> Exercise input:

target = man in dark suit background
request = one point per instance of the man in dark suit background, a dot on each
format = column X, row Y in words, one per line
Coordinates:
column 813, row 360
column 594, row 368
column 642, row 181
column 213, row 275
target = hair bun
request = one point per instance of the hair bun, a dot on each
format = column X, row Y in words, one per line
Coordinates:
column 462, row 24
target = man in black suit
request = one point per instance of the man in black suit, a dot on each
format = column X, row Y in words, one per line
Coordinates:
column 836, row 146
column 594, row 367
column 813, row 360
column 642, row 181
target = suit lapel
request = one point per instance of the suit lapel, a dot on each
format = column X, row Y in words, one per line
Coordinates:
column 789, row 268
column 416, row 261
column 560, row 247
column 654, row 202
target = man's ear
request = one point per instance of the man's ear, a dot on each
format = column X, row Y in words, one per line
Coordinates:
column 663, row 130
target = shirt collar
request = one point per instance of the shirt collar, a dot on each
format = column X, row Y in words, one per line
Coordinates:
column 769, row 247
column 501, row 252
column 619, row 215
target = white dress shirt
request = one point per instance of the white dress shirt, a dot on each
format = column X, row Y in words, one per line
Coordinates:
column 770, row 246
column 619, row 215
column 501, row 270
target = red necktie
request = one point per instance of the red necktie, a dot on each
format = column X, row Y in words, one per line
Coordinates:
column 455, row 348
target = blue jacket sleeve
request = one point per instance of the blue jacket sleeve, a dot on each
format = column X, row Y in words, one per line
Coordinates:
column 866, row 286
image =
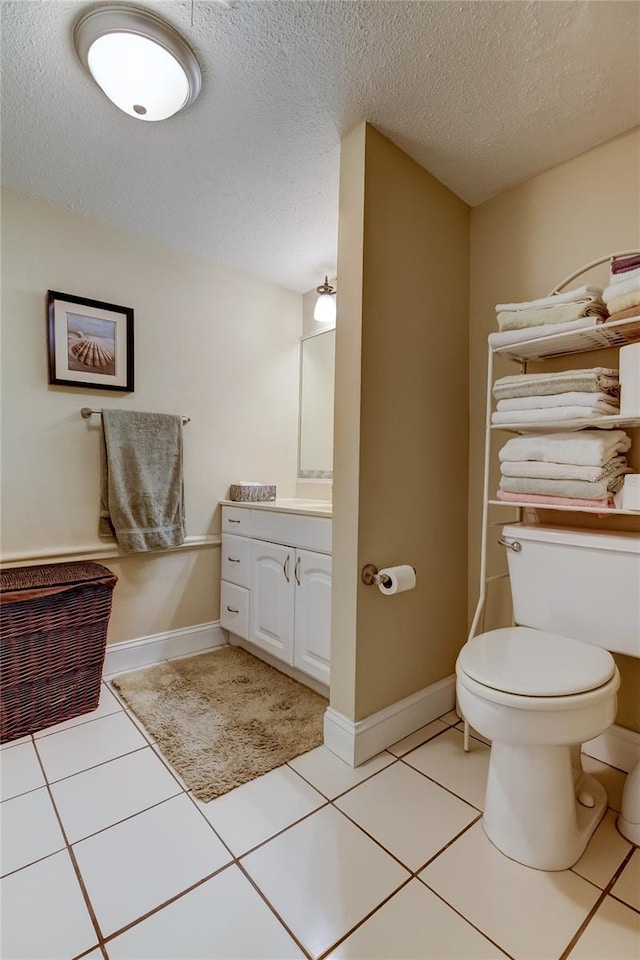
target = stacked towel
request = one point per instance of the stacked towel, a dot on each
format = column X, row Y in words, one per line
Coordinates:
column 622, row 296
column 583, row 307
column 564, row 469
column 568, row 395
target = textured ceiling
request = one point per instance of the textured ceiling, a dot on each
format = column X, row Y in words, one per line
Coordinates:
column 483, row 94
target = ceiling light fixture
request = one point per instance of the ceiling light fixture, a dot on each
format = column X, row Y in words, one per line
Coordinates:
column 325, row 308
column 140, row 62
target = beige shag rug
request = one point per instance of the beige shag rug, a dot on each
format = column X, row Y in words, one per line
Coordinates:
column 225, row 717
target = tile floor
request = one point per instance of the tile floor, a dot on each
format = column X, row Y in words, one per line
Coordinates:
column 105, row 853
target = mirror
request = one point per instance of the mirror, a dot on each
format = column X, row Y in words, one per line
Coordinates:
column 315, row 447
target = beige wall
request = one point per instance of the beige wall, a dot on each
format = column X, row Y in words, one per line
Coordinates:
column 211, row 343
column 400, row 449
column 523, row 243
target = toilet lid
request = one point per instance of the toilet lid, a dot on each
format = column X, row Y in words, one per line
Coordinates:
column 534, row 663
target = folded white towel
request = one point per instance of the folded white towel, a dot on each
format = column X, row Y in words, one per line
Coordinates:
column 574, row 398
column 580, row 294
column 625, row 301
column 584, row 447
column 542, row 414
column 505, row 338
column 564, row 471
column 620, row 289
column 618, row 278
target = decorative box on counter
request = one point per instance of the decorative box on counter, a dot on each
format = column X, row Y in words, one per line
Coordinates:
column 246, row 492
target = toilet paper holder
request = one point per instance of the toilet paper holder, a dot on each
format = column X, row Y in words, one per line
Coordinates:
column 371, row 577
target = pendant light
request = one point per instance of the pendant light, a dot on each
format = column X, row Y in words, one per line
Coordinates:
column 140, row 62
column 325, row 308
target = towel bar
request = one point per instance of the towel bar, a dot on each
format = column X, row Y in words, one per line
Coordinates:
column 86, row 412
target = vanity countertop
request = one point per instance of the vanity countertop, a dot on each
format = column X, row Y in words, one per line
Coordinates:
column 308, row 508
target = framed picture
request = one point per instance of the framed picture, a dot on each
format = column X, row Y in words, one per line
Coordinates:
column 90, row 343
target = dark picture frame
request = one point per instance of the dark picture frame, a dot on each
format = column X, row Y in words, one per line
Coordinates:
column 90, row 343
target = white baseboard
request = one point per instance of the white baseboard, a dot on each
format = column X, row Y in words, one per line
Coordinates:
column 144, row 651
column 617, row 746
column 355, row 742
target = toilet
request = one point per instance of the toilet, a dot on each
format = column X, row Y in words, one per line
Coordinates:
column 540, row 689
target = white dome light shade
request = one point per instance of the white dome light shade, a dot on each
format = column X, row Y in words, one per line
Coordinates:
column 140, row 62
column 325, row 308
column 138, row 76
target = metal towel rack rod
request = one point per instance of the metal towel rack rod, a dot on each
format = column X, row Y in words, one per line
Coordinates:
column 86, row 412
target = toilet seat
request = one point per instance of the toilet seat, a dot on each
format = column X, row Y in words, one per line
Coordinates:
column 524, row 662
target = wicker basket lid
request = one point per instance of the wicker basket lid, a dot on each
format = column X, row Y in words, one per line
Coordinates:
column 53, row 576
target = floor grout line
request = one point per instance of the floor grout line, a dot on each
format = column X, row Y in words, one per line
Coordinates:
column 466, row 919
column 601, row 899
column 72, row 857
column 236, row 860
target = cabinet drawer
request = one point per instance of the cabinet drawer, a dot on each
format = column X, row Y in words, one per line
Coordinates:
column 292, row 529
column 234, row 609
column 236, row 520
column 235, row 559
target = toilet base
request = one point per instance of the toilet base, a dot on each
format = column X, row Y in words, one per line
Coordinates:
column 532, row 813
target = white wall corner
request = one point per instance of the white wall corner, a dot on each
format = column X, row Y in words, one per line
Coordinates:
column 356, row 742
column 144, row 651
column 617, row 746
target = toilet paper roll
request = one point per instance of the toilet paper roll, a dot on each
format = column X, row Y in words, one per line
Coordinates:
column 630, row 398
column 630, row 494
column 401, row 578
column 629, row 363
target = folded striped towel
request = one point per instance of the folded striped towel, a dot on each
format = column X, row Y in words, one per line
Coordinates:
column 583, row 447
column 583, row 489
column 570, row 399
column 550, row 316
column 580, row 294
column 616, row 467
column 594, row 380
column 506, row 338
column 544, row 414
column 540, row 500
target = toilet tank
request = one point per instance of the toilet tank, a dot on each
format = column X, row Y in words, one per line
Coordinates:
column 583, row 584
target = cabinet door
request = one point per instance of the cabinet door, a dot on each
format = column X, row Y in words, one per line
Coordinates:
column 312, row 649
column 272, row 598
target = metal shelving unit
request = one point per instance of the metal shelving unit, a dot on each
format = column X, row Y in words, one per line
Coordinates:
column 605, row 335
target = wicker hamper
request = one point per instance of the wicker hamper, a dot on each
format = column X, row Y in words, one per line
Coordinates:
column 53, row 634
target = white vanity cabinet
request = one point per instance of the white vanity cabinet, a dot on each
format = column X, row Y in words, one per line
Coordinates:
column 276, row 585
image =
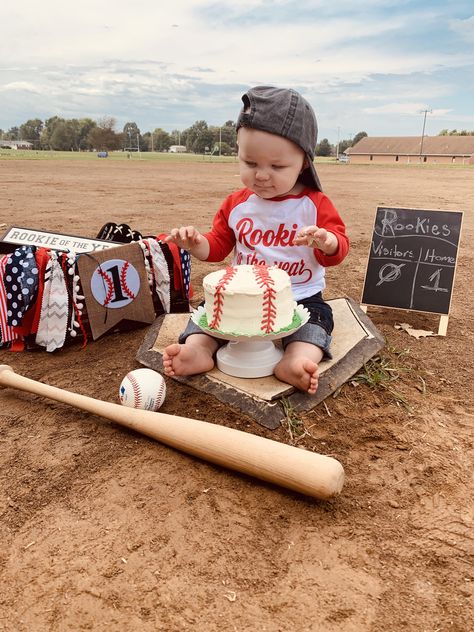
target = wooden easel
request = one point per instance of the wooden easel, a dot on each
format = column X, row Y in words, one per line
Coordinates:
column 442, row 325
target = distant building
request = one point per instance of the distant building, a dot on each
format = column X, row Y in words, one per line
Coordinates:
column 177, row 149
column 410, row 149
column 16, row 144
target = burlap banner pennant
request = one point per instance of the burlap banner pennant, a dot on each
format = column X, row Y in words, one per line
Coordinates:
column 115, row 287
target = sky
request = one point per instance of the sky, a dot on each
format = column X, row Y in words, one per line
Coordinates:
column 383, row 67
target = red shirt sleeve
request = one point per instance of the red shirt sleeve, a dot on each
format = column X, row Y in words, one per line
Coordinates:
column 221, row 237
column 329, row 218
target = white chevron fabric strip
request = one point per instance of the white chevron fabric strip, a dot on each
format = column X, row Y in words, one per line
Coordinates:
column 54, row 310
column 42, row 333
column 162, row 275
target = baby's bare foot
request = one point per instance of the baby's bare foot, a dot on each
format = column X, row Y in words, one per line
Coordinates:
column 186, row 360
column 298, row 371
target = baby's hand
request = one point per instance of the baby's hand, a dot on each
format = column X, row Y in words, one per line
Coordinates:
column 185, row 237
column 316, row 237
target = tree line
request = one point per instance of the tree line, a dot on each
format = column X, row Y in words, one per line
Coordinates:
column 86, row 134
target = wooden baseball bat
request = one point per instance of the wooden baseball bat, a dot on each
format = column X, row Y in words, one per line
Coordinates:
column 300, row 470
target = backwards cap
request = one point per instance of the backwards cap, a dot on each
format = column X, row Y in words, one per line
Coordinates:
column 285, row 113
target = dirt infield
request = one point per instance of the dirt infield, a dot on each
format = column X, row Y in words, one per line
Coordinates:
column 104, row 529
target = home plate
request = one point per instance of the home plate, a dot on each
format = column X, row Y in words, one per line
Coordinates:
column 355, row 341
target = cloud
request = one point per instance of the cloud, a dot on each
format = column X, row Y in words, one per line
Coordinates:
column 464, row 28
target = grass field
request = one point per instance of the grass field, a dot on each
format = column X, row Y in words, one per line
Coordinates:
column 11, row 155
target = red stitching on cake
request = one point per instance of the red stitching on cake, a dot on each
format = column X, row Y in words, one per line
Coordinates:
column 230, row 272
column 265, row 281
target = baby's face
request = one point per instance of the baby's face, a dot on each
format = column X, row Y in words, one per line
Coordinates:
column 269, row 164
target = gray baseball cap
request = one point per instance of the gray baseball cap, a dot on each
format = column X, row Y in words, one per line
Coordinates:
column 285, row 113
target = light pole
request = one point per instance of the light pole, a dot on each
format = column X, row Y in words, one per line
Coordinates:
column 424, row 112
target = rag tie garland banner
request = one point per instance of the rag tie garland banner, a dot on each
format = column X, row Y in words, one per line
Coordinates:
column 49, row 298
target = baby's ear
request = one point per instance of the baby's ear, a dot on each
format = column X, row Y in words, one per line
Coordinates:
column 305, row 164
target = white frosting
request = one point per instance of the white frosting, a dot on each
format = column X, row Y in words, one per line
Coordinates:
column 248, row 300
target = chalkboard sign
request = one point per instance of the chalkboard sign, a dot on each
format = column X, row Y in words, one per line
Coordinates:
column 412, row 259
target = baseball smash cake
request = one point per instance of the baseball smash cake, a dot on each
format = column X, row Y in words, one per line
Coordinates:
column 249, row 300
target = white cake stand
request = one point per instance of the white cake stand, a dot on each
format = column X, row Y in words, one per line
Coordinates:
column 249, row 356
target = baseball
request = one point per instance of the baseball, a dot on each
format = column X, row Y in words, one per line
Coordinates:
column 143, row 388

> Exercise description: Only lines holding the word "corner" belong in the answer; copy each one from the material.

> Expected output:
target = white wall corner
request = one point per instance of the white wall corner, a dot on each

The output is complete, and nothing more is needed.